* _WHAT IS BEING ASKED_
Return exactly the span that opens with the line containing "the patterned backsplash tile" and closes with the final line of the records, both included.

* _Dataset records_

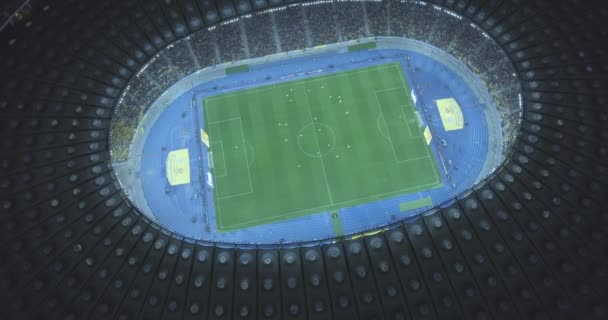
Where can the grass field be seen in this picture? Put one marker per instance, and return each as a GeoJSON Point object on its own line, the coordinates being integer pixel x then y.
{"type": "Point", "coordinates": [314, 145]}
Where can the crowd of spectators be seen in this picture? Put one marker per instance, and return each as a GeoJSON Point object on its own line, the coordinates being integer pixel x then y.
{"type": "Point", "coordinates": [318, 24]}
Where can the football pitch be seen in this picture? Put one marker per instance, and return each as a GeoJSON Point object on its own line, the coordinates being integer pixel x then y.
{"type": "Point", "coordinates": [313, 145]}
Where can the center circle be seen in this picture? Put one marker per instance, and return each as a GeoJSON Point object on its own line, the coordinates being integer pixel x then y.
{"type": "Point", "coordinates": [316, 139]}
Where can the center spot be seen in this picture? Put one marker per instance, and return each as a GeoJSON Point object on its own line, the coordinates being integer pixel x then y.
{"type": "Point", "coordinates": [316, 139]}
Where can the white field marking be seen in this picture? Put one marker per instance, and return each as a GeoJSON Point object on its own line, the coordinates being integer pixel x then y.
{"type": "Point", "coordinates": [401, 77]}
{"type": "Point", "coordinates": [331, 200]}
{"type": "Point", "coordinates": [221, 144]}
{"type": "Point", "coordinates": [225, 120]}
{"type": "Point", "coordinates": [252, 154]}
{"type": "Point", "coordinates": [246, 161]}
{"type": "Point", "coordinates": [412, 137]}
{"type": "Point", "coordinates": [289, 83]}
{"type": "Point", "coordinates": [318, 209]}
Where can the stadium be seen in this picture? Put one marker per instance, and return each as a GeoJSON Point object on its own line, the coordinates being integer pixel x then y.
{"type": "Point", "coordinates": [438, 159]}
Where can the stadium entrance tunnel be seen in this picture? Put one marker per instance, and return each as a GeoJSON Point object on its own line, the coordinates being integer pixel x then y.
{"type": "Point", "coordinates": [312, 143]}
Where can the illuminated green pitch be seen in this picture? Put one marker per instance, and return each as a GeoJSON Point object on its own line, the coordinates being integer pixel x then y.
{"type": "Point", "coordinates": [313, 145]}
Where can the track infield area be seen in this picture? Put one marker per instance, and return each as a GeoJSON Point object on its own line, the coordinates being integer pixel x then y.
{"type": "Point", "coordinates": [313, 145]}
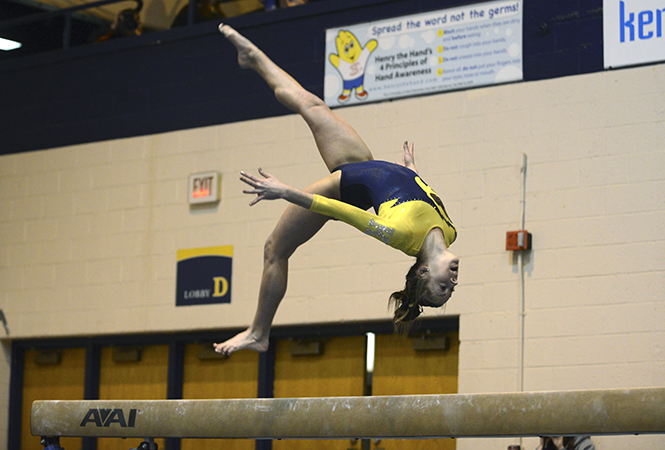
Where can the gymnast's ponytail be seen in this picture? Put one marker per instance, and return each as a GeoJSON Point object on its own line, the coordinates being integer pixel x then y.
{"type": "Point", "coordinates": [408, 303]}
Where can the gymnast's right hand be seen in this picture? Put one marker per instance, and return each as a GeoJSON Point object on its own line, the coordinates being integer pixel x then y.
{"type": "Point", "coordinates": [266, 188]}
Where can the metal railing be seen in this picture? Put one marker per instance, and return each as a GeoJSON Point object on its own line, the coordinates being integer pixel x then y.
{"type": "Point", "coordinates": [67, 13]}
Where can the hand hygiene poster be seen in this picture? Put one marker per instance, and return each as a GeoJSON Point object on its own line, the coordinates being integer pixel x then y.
{"type": "Point", "coordinates": [474, 45]}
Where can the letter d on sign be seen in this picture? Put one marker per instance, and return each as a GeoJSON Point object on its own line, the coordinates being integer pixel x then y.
{"type": "Point", "coordinates": [221, 287]}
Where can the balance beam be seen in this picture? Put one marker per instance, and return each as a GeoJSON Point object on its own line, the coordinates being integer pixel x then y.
{"type": "Point", "coordinates": [595, 412]}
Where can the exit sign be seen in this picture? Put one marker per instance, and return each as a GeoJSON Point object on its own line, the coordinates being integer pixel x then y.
{"type": "Point", "coordinates": [204, 188]}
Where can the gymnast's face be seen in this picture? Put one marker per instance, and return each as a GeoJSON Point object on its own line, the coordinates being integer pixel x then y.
{"type": "Point", "coordinates": [442, 278]}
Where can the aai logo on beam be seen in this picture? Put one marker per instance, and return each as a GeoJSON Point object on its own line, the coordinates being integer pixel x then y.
{"type": "Point", "coordinates": [204, 276]}
{"type": "Point", "coordinates": [634, 32]}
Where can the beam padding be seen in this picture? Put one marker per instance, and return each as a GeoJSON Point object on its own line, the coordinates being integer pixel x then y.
{"type": "Point", "coordinates": [595, 412]}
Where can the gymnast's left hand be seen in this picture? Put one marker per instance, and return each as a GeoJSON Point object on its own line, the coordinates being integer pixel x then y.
{"type": "Point", "coordinates": [266, 188]}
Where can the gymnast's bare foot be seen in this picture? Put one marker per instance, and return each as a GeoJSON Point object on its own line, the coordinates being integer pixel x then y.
{"type": "Point", "coordinates": [247, 52]}
{"type": "Point", "coordinates": [242, 341]}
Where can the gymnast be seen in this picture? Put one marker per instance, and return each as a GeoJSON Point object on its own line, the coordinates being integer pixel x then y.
{"type": "Point", "coordinates": [411, 217]}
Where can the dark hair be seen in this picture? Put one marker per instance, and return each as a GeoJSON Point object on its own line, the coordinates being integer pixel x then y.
{"type": "Point", "coordinates": [409, 302]}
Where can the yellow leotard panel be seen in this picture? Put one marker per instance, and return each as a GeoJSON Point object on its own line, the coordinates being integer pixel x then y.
{"type": "Point", "coordinates": [403, 227]}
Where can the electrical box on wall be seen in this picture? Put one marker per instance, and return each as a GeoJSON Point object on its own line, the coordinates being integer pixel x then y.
{"type": "Point", "coordinates": [518, 240]}
{"type": "Point", "coordinates": [204, 188]}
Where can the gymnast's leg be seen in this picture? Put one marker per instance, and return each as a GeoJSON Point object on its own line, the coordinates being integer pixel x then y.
{"type": "Point", "coordinates": [296, 226]}
{"type": "Point", "coordinates": [337, 142]}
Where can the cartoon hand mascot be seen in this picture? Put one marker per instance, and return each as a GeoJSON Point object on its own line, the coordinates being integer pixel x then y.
{"type": "Point", "coordinates": [350, 62]}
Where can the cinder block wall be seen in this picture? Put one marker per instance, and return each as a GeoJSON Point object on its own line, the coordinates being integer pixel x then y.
{"type": "Point", "coordinates": [89, 233]}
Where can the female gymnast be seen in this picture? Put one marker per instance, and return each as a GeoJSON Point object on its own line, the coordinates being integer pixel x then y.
{"type": "Point", "coordinates": [411, 217]}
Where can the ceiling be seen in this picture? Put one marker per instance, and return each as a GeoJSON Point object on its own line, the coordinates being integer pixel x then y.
{"type": "Point", "coordinates": [47, 34]}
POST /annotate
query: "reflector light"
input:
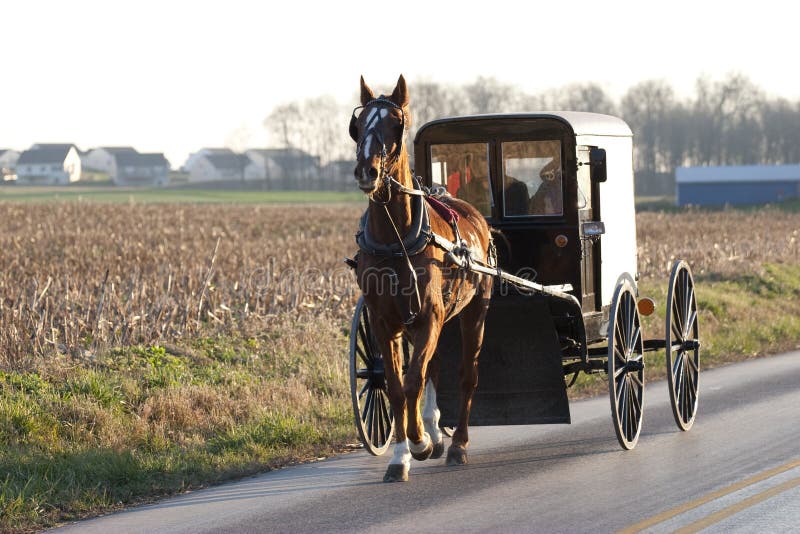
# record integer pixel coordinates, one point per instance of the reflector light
(646, 306)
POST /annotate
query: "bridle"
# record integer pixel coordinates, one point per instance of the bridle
(372, 130)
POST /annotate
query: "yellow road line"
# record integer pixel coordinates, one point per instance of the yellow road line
(663, 516)
(738, 507)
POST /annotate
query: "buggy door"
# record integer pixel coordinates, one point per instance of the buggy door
(588, 211)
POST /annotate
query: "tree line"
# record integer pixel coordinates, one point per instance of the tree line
(731, 121)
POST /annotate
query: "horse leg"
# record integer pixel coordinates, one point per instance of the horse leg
(399, 465)
(425, 339)
(431, 414)
(471, 320)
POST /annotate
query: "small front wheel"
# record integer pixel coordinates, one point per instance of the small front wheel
(373, 414)
(625, 365)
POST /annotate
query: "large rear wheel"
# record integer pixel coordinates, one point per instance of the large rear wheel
(625, 365)
(682, 345)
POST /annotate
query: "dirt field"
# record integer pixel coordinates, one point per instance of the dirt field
(81, 277)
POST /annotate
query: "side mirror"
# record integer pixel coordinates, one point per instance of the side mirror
(597, 164)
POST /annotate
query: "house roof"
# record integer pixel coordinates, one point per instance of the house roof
(135, 159)
(45, 154)
(224, 161)
(117, 149)
(283, 156)
(65, 146)
(739, 174)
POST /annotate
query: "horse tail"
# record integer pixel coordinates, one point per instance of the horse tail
(504, 252)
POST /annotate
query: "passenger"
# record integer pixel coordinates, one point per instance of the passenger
(477, 193)
(515, 196)
(548, 198)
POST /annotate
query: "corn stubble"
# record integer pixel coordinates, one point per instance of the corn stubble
(79, 277)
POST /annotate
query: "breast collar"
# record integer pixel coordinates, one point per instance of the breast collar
(415, 241)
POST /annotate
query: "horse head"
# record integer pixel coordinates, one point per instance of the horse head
(378, 127)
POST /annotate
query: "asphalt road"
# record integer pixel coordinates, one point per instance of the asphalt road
(738, 469)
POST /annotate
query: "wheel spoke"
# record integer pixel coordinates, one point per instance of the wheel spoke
(365, 388)
(620, 386)
(686, 295)
(692, 364)
(366, 342)
(637, 333)
(676, 312)
(377, 419)
(365, 411)
(618, 371)
(690, 324)
(677, 379)
(687, 395)
(677, 362)
(635, 378)
(619, 336)
(676, 331)
(632, 419)
(364, 358)
(629, 322)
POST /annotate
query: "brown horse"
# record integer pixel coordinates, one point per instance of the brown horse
(409, 287)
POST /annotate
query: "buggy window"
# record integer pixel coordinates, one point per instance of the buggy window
(532, 179)
(464, 170)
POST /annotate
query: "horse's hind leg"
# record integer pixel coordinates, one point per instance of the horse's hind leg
(472, 320)
(430, 415)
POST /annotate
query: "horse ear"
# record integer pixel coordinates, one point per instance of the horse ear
(400, 94)
(366, 93)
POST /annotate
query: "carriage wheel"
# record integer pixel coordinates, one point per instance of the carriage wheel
(373, 414)
(625, 365)
(683, 346)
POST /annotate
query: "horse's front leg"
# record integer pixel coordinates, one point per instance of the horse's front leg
(472, 321)
(399, 465)
(431, 413)
(426, 338)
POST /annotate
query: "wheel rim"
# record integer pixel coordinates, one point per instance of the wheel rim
(682, 346)
(626, 367)
(373, 414)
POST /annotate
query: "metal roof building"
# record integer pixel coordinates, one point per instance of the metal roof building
(746, 184)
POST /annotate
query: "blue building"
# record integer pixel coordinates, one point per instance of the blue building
(746, 184)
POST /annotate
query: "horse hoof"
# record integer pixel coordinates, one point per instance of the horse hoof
(396, 473)
(424, 454)
(456, 455)
(438, 450)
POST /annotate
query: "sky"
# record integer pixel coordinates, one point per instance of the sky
(175, 76)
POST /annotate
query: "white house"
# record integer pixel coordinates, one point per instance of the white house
(133, 168)
(102, 158)
(8, 162)
(51, 164)
(195, 156)
(287, 168)
(262, 166)
(218, 167)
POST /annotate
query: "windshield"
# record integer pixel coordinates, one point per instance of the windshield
(463, 169)
(532, 178)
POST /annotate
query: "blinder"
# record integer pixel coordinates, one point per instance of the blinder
(380, 101)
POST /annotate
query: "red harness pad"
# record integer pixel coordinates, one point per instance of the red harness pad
(446, 212)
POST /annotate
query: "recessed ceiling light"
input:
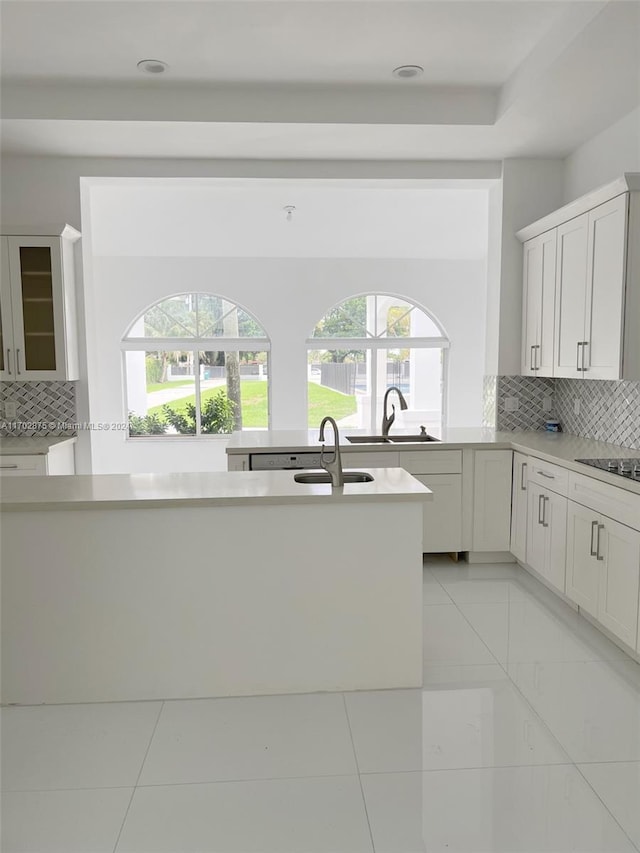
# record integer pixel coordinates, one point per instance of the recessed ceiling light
(152, 66)
(405, 72)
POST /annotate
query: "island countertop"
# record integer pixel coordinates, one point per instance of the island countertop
(130, 491)
(560, 448)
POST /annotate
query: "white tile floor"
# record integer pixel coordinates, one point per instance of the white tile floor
(524, 737)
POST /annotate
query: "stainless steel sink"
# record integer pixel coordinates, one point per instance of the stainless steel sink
(390, 439)
(313, 477)
(367, 439)
(411, 438)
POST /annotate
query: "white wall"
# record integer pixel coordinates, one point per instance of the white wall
(287, 296)
(604, 158)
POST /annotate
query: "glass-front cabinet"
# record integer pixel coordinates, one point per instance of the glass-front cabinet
(38, 308)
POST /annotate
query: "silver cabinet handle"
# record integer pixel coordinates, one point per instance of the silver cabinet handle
(593, 552)
(598, 556)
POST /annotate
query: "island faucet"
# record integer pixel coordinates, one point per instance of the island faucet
(333, 466)
(387, 420)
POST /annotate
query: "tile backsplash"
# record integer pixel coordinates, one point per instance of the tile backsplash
(606, 411)
(42, 408)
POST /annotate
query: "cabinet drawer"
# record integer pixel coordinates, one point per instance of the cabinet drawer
(22, 466)
(617, 504)
(550, 476)
(432, 461)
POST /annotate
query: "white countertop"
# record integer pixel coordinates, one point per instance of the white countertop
(123, 491)
(561, 448)
(27, 445)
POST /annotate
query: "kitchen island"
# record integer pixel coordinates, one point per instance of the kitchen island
(123, 587)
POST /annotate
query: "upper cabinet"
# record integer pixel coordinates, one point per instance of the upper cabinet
(37, 308)
(581, 288)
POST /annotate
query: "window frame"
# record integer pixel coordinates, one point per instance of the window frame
(194, 345)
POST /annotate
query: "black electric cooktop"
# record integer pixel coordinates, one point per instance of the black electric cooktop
(629, 468)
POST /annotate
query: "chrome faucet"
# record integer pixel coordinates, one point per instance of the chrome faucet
(332, 466)
(387, 420)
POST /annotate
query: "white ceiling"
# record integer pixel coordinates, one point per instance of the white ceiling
(228, 219)
(311, 79)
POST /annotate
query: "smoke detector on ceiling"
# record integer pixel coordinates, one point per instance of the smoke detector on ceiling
(152, 66)
(406, 72)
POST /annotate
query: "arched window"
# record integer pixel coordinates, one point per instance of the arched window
(365, 345)
(195, 364)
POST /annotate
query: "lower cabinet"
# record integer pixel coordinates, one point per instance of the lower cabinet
(492, 477)
(603, 570)
(519, 508)
(547, 534)
(442, 523)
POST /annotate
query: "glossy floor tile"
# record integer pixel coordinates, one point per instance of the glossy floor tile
(524, 809)
(75, 746)
(618, 786)
(524, 738)
(265, 737)
(522, 631)
(323, 815)
(450, 640)
(81, 821)
(592, 708)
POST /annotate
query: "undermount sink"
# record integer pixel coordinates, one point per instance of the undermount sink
(389, 439)
(367, 439)
(313, 477)
(411, 438)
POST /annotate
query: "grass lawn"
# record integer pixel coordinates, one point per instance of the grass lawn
(164, 386)
(322, 401)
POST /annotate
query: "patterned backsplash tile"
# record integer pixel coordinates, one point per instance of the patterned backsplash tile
(43, 408)
(608, 411)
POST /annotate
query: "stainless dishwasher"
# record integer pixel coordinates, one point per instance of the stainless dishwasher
(284, 461)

* _RESPONSE FOR THIS EXERCISE_
# record integer pixel coordinates, one point per instance of the patterned backsplash tile
(43, 408)
(608, 411)
POST /annotate
query: "stainless dishwasher"
# record integer pixel coordinates, one point per instance of the stainless dishwasher
(284, 461)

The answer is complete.